**PROMPT:**
Reproduce the records below word for word, omitting the pictures from your answer.

⟨

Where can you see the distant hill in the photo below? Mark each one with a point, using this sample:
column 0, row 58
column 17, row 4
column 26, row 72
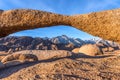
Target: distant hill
column 13, row 43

⟩

**ANSWER BELOW:**
Where can you see the distant hill in the photo below? Mark each one with a point, using this sample:
column 0, row 58
column 17, row 4
column 26, row 72
Target: distant hill
column 13, row 43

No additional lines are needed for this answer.